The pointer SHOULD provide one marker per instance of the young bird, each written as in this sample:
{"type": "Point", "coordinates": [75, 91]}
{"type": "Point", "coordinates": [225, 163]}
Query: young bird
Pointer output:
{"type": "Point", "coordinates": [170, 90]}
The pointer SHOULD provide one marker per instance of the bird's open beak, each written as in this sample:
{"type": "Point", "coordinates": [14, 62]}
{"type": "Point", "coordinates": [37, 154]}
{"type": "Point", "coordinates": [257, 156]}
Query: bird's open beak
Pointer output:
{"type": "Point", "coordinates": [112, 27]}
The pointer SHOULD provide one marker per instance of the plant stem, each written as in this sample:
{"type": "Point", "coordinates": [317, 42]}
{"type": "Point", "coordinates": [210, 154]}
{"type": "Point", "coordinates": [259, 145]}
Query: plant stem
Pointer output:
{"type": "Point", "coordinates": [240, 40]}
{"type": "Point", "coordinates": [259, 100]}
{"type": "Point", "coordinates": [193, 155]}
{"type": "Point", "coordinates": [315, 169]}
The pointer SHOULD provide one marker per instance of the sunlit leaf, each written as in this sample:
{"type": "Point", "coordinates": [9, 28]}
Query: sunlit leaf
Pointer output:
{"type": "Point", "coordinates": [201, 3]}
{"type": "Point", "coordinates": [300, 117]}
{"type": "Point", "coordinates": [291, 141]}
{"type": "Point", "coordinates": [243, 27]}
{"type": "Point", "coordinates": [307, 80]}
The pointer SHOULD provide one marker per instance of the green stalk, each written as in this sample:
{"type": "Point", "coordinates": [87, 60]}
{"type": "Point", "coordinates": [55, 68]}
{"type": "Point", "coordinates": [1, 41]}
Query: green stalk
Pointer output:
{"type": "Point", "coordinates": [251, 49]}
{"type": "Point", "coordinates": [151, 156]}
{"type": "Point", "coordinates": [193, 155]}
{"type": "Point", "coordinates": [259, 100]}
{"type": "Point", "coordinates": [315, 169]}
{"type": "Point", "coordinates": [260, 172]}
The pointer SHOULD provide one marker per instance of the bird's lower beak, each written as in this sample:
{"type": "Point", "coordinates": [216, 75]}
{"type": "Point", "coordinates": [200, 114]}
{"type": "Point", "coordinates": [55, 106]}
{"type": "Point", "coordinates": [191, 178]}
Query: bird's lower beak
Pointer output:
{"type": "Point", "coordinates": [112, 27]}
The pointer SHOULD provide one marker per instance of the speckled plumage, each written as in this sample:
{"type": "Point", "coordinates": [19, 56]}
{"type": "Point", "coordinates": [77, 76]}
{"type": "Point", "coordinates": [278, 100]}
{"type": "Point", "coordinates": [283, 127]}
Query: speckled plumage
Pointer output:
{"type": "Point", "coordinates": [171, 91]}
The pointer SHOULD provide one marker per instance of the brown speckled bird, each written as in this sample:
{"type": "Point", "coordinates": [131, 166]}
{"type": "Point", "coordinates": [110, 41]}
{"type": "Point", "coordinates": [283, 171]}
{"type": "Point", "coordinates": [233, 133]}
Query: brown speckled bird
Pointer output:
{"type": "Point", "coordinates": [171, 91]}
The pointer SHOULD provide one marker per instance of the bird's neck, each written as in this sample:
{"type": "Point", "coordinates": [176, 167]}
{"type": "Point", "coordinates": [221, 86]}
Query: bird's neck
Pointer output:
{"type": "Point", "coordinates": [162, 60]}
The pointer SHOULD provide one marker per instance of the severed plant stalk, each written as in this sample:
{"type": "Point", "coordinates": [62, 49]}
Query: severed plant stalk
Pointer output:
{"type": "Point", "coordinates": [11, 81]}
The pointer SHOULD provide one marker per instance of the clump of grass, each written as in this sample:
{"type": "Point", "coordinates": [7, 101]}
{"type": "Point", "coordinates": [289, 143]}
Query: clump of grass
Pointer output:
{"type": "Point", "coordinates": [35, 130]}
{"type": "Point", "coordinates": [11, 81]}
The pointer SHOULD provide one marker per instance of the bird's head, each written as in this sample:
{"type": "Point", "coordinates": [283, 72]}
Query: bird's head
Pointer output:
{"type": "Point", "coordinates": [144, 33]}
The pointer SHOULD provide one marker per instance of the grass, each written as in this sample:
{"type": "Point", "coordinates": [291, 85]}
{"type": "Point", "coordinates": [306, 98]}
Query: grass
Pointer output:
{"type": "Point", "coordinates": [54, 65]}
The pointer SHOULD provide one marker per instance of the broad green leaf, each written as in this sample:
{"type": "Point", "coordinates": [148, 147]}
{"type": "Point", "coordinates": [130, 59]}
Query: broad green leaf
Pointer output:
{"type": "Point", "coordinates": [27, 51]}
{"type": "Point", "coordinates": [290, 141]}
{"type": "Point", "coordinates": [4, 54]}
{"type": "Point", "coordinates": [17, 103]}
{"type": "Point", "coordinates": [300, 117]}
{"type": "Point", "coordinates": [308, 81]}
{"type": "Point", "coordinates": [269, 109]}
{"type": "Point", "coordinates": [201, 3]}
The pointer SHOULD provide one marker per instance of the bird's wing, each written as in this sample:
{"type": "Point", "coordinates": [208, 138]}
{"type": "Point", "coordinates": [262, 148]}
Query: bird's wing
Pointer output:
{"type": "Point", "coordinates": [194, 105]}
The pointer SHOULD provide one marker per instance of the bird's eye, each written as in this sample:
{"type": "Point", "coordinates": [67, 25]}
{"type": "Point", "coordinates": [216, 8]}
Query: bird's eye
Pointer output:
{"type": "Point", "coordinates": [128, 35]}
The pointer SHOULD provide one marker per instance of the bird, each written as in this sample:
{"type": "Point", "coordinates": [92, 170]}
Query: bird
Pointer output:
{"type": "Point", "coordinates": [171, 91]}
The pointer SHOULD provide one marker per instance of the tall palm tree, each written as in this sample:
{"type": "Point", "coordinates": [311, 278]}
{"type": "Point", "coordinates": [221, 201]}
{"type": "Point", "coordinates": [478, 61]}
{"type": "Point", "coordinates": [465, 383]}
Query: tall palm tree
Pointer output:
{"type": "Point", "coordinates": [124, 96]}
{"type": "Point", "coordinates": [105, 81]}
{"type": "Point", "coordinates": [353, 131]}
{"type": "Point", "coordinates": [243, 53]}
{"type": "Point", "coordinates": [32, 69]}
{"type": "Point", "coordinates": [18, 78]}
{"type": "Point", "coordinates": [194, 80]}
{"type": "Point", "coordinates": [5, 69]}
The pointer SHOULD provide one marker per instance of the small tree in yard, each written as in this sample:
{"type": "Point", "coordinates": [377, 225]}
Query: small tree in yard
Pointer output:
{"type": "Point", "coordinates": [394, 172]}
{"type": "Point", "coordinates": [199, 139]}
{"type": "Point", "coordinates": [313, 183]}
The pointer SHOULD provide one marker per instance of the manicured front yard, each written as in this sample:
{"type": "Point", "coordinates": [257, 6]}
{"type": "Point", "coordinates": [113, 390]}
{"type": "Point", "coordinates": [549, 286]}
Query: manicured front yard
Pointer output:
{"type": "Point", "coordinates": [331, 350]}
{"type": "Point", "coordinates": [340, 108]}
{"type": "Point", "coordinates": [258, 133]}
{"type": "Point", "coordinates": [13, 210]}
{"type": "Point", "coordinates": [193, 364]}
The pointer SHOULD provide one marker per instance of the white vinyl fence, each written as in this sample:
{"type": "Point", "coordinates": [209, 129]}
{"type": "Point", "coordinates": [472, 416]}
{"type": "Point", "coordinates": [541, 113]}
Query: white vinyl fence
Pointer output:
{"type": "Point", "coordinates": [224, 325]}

* * *

### Written exercise
Produce an exact copy of the lines from the one containing "of the manicured" through the last line, and of nothing else.

### Complete answer
The pointer SHOULD provide one marker per instance of the manicured front yard, each written as in this sample:
{"type": "Point", "coordinates": [257, 6]}
{"type": "Point", "coordinates": [113, 390]}
{"type": "Point", "coordinates": [549, 286]}
Query: manicured front yard
Pointer output:
{"type": "Point", "coordinates": [331, 350]}
{"type": "Point", "coordinates": [340, 108]}
{"type": "Point", "coordinates": [258, 133]}
{"type": "Point", "coordinates": [13, 210]}
{"type": "Point", "coordinates": [193, 364]}
The pointer SHOULD provide one marker per instance of the white vinyl fence, each written as in this sample:
{"type": "Point", "coordinates": [209, 129]}
{"type": "Point", "coordinates": [472, 416]}
{"type": "Point", "coordinates": [541, 113]}
Query: white vinyl fence
Pointer output:
{"type": "Point", "coordinates": [224, 325]}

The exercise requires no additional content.